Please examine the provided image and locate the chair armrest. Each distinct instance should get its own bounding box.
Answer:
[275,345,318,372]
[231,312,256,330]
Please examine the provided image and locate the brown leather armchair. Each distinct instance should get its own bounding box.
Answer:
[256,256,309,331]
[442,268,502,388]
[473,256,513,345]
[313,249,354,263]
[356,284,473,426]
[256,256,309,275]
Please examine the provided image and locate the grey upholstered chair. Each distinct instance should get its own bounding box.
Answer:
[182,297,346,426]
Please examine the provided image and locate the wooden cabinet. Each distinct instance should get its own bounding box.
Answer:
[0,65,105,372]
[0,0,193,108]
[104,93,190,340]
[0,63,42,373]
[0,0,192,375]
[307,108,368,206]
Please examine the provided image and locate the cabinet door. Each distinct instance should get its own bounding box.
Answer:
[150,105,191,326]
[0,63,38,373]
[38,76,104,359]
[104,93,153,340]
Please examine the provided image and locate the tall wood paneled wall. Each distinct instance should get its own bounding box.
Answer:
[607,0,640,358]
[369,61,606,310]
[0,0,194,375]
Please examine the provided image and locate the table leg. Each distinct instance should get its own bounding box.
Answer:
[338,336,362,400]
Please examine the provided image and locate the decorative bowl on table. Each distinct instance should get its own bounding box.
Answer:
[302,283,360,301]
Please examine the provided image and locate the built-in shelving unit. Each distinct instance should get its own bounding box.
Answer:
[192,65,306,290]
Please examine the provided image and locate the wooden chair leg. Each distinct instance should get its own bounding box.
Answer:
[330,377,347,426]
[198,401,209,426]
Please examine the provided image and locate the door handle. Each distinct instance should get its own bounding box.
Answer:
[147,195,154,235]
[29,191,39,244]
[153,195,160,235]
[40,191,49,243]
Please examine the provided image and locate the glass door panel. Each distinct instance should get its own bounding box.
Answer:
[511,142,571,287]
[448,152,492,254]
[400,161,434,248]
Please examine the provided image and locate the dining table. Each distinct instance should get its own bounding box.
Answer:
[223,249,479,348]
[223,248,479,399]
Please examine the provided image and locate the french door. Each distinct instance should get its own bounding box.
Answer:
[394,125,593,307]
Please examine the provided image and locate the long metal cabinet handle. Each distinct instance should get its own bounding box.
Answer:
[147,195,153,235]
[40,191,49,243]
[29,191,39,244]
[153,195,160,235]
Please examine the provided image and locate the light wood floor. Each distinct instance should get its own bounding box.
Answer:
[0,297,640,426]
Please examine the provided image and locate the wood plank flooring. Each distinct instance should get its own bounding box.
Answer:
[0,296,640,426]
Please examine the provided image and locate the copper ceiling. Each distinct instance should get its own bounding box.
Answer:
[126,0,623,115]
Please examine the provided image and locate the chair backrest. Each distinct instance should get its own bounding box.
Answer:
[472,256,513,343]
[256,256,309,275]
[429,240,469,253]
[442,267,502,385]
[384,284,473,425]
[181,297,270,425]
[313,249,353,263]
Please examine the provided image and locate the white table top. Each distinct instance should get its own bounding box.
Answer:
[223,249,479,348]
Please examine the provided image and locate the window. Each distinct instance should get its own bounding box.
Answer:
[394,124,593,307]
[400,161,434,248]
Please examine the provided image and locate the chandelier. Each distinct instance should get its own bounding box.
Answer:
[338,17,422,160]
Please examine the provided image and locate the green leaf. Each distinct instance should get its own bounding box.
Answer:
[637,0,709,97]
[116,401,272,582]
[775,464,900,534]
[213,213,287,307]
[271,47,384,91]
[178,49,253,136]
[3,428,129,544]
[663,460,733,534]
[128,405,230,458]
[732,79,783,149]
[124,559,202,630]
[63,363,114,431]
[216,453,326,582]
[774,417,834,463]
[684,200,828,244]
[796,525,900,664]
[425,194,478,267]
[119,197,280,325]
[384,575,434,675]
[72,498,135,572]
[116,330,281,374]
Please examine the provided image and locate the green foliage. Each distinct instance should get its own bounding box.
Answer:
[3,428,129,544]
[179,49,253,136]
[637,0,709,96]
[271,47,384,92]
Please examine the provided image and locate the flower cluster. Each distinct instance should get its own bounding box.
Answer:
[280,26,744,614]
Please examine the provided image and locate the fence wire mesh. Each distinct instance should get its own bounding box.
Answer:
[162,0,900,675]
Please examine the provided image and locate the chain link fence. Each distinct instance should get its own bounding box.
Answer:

_ _ _ _ _

[REQUIREMENTS]: Reproduce all of the data above line for line, changing nothing.

[FINISHED EXERCISE]:
Please examine the provided image and locate the chair armrest. Each distinct instance should get its own bounding box.
Answer:
[275,345,318,372]
[231,312,256,330]
Please examine the provided image and locate the brown leather armchair. Each distinct instance should get its own bounding box.
Answer:
[256,256,309,331]
[442,268,502,388]
[473,256,513,345]
[313,249,354,263]
[356,284,473,426]
[256,256,309,275]
Please examine the provided image and locate the grey upholstered chair. Each distinct instance should get its own bounding box.
Answer:
[182,297,346,426]
Please examine the provided image and locate the wooden cabinet. Each distinct instance should get its own bounding box.
Answer:
[0,65,105,372]
[0,0,193,108]
[104,93,190,340]
[0,63,42,373]
[0,0,192,375]
[307,108,368,206]
Please examine the provided image and locate the cabinet door. Each distinct instance should get its own bounding box.
Answer:
[150,105,191,326]
[0,63,38,373]
[38,76,104,359]
[104,93,153,340]
Please examine the provided image and locate the tall wood paneled wall. Each distinct instance should get its own bounding box.
Answer:
[607,0,640,358]
[369,61,606,310]
[0,0,194,375]
Please examine the provided image and locate the table leg. Each distinct instance should get its own bounding box.
Answer:
[338,336,362,400]
Please examine the provided image and locate the decorative bowl on table. Each distinct instance should get its own bounding box.
Answer:
[302,283,360,301]
Please examine the provided image and locate the built-in shelving unit. Each distinct instance should get its own bounding box.
Answer:
[192,65,306,290]
Please examine the provided image and locate the wooden chair leg. Each distinct instance should get its own bounding box.
Answer:
[330,377,347,426]
[198,401,209,426]
Please examine the provided image and locate the door handle. Each distinct instance should get its own bounding box.
Answer:
[147,195,154,235]
[29,191,39,244]
[153,195,160,235]
[40,191,49,243]
Please examine the provided image and locate the glass door panel. Each distinct instance should get its own bounding box.
Answer:
[511,142,571,287]
[448,152,492,254]
[400,161,434,248]
Please examine the provided image and locate the dining table. Each distinct instance should get its own bounding box.
Answer:
[223,249,479,348]
[223,248,479,399]
Please examine the provided image and locate the french door. Each distinct instance should get its own bounding box.
Answer:
[394,125,593,307]
Please examine the provided image and locate the long metal cabinet handle. Each distinct instance should get its own bounding box.
Answer:
[147,195,153,235]
[40,191,49,243]
[29,191,39,244]
[153,195,160,235]
Please examine the provided image and locate the light wood floor. Each distinct instance should get its own bounding box.
Answer:
[0,297,640,426]
Please examine the provided image and locate the wood plank flooring. Each distinct instance should get its own bounding box.
Answer:
[0,296,640,426]
Please examine the provided image and locate the copper ceiling. Each distinct instance should get its own bounding box.
Answer:
[126,0,623,115]
Please examine the provided image and locate the chair backrest. Each distinct instance should get its own bounding box.
Answer:
[472,256,513,343]
[256,256,309,275]
[429,240,469,253]
[442,267,502,385]
[384,284,473,425]
[181,297,270,425]
[313,249,353,263]
Please examine the provided image and locate the white table top. Each distinct instance should get its own bounding box.
Answer:
[223,249,479,348]
Please examine the provided image and locate the window. Each distinct instance should get its own bounding box.
Answer:
[394,124,593,307]
[400,161,434,248]
Please examine the provided image and locate the chandelier. Each distinct instance should get its own bounding box.
Answer:
[338,17,422,160]
Please examine the provided image and locate the green leaf. Each distinct instance should get its own bounding box.
Answer:
[637,0,709,97]
[116,401,272,582]
[775,464,900,534]
[213,213,287,307]
[271,47,384,91]
[178,49,253,136]
[3,428,129,544]
[663,460,733,534]
[128,405,230,458]
[732,79,783,149]
[124,559,202,630]
[63,363,114,431]
[216,453,326,582]
[774,417,834,463]
[684,200,828,244]
[796,525,900,664]
[425,194,478,267]
[119,197,280,325]
[384,575,434,675]
[72,498,135,572]
[116,330,281,374]
Please examine the provided image and locate the green foliage. Each distinct instance should get its own bounding box.
Answer:
[3,428,129,544]
[179,49,253,136]
[637,0,709,96]
[271,47,384,92]
Please examine the provided image and locate the flower cluster. Each distinct instance should get its own bounding box.
Answer:
[280,26,744,614]
Please examine the provided image and locate the fence wire mesh. Each distinct instance should get its own bounding box.
Answer:
[162,0,900,675]
Please examine the provided image and locate the chain link fence. Each distinct instance should get its own bounding box.
Answer:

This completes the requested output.